● EXERCISE GOAL: Somewhere below is a line with "Target: stainless steel refrigerator" and, later, a line with "like x=264, y=59."; repeat those two lines and all the lines between them, exactly as they are.

Collected data:

Content starts

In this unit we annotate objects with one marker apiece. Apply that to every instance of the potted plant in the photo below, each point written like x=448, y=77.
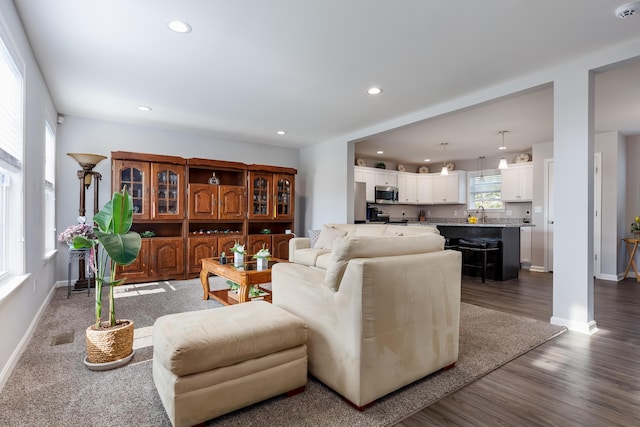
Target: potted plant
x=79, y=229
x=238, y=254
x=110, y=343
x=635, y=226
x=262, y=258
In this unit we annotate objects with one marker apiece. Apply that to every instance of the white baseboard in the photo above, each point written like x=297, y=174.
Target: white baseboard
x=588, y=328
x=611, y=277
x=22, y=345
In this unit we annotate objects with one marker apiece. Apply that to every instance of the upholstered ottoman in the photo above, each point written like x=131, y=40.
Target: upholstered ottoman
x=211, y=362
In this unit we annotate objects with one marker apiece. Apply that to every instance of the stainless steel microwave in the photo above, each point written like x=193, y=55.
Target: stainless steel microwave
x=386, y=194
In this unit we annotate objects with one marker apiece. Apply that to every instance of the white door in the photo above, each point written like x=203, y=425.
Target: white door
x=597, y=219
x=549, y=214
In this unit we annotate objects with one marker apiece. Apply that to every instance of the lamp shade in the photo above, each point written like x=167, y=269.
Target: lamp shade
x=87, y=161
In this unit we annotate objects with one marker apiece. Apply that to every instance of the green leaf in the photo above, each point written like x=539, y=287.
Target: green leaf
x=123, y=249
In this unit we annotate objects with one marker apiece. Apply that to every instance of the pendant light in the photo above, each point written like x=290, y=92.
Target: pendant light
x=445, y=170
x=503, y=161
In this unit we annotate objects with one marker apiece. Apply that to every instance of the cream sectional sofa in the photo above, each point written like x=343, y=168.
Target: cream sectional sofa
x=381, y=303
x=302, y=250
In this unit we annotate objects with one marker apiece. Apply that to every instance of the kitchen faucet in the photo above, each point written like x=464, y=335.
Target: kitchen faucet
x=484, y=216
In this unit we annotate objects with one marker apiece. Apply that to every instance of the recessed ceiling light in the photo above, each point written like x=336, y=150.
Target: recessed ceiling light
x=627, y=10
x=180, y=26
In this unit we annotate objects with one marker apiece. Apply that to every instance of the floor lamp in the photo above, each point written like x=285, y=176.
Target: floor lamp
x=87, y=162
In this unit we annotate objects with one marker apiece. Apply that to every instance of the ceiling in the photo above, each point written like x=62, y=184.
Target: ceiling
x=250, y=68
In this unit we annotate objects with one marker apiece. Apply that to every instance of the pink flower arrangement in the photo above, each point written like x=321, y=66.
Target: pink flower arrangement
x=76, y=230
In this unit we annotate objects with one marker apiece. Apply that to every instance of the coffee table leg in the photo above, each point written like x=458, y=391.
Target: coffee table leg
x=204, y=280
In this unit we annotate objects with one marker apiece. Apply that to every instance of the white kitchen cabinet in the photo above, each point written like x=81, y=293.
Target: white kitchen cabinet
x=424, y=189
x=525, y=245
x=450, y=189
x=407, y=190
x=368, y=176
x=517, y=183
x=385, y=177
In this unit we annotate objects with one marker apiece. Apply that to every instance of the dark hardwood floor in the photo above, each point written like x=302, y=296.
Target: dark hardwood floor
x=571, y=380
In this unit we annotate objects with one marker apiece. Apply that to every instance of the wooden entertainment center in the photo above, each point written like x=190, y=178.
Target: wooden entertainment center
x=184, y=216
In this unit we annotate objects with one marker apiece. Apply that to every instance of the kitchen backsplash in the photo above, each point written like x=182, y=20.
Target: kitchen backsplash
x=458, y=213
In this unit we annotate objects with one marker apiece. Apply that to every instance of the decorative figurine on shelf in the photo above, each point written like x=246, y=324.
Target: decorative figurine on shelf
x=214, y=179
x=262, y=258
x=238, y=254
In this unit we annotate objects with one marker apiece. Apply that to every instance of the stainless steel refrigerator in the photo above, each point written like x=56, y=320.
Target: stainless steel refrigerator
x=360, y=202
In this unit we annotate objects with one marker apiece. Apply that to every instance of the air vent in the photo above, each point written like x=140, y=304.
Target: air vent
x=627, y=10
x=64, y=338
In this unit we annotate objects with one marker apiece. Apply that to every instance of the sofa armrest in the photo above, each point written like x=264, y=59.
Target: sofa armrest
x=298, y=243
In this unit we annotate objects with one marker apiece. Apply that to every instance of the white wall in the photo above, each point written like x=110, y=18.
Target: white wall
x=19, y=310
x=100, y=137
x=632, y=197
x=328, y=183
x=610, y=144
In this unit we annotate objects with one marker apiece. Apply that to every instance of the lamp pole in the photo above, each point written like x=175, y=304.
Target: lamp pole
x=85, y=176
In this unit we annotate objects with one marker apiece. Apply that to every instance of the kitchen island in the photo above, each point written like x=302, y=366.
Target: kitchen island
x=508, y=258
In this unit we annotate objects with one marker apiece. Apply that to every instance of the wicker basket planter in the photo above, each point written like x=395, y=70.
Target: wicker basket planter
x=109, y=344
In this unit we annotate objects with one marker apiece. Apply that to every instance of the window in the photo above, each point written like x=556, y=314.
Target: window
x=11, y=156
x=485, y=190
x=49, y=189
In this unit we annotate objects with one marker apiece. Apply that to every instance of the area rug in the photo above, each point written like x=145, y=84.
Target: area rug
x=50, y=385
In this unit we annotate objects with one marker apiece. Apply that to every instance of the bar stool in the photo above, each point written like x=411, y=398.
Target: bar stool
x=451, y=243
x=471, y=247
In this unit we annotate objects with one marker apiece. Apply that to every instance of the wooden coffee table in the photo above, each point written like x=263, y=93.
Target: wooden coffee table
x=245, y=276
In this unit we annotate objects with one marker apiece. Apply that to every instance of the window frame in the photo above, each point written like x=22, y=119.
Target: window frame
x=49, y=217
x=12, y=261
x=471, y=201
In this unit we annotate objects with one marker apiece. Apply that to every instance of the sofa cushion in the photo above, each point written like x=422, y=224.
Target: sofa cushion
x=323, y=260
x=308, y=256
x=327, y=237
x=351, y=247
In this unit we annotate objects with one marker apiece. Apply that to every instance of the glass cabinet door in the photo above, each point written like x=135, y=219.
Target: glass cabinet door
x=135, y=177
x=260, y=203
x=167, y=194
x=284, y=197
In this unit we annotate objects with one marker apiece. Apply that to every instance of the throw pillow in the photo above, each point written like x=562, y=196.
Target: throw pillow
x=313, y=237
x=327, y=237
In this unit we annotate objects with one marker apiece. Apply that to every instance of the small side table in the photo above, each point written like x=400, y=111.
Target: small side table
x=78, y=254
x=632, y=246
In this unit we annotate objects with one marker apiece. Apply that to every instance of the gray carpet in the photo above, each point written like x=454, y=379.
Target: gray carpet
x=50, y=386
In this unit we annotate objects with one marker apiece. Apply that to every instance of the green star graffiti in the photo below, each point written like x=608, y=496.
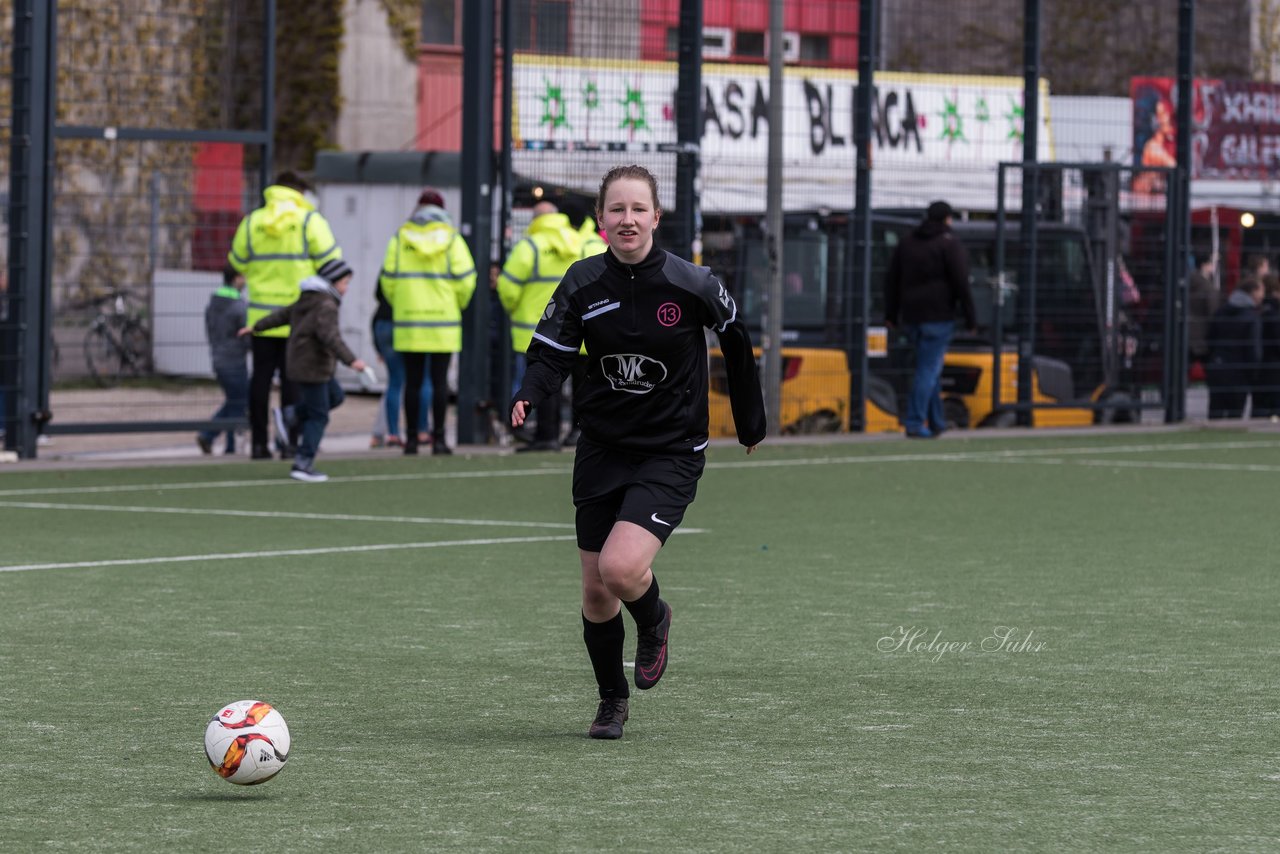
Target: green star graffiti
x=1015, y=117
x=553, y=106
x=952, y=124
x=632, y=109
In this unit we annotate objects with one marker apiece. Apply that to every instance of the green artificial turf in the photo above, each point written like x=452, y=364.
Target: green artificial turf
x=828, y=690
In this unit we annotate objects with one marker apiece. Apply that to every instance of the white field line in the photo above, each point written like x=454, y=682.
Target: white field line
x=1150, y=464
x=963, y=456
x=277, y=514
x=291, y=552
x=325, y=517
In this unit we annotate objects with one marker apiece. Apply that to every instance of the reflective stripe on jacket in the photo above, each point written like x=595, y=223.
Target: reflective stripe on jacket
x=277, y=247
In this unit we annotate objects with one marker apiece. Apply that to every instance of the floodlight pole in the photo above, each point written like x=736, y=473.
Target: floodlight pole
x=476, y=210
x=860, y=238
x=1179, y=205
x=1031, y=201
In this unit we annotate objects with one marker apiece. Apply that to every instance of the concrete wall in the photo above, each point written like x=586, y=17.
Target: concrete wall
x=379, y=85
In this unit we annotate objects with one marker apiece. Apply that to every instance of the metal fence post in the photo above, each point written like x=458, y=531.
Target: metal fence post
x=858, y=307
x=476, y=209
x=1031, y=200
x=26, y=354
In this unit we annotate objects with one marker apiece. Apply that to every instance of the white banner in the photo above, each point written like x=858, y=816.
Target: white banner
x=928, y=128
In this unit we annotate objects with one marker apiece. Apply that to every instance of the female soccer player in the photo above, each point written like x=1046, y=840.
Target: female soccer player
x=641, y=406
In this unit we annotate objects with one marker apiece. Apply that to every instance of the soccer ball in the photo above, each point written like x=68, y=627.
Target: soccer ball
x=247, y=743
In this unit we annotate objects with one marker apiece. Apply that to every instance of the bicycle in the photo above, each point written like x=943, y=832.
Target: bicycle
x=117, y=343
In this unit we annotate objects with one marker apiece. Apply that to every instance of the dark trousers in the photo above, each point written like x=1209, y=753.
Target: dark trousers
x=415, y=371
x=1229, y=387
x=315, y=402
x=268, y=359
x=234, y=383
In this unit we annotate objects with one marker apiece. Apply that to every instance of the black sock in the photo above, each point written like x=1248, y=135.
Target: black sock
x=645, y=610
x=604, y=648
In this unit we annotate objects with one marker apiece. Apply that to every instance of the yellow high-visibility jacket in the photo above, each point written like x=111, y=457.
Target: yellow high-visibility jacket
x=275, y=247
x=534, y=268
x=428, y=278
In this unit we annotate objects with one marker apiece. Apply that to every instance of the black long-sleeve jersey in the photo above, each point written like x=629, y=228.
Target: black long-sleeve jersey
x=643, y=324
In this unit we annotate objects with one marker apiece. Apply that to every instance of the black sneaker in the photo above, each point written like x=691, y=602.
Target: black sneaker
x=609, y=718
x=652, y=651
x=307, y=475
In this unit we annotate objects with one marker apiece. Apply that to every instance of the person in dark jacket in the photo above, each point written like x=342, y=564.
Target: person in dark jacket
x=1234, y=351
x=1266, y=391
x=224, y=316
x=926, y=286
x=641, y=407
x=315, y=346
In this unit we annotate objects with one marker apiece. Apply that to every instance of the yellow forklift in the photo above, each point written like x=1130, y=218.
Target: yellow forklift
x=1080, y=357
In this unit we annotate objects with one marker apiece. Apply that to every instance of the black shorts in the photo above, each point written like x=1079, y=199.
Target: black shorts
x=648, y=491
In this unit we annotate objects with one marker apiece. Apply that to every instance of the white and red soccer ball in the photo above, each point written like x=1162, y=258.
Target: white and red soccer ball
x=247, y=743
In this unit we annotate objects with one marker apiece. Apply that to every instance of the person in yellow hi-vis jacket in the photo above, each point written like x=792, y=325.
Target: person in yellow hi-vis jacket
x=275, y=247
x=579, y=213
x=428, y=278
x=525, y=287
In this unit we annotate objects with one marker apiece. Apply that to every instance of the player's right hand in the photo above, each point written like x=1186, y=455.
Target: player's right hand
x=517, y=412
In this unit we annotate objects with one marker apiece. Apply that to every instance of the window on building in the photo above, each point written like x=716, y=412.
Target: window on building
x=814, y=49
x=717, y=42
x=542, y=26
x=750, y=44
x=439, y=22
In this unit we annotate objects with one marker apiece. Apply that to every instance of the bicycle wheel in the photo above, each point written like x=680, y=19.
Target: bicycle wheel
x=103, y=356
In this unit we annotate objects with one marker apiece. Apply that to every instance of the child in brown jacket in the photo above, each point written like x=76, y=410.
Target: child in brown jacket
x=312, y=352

Content ends

● EXERCISE RESPONSE:
Target: stainless steel refrigerator
x=360, y=202
In this unit we annotate objects with one marker apiece. Apply that to every instance of the air vent in the photo above, each point written like x=140, y=304.
Target: air vent
x=627, y=10
x=64, y=338
In this unit we annotate objects with one marker apiece. Apply that to every instance of the sofa armrest in the photo above, each point written like x=264, y=59.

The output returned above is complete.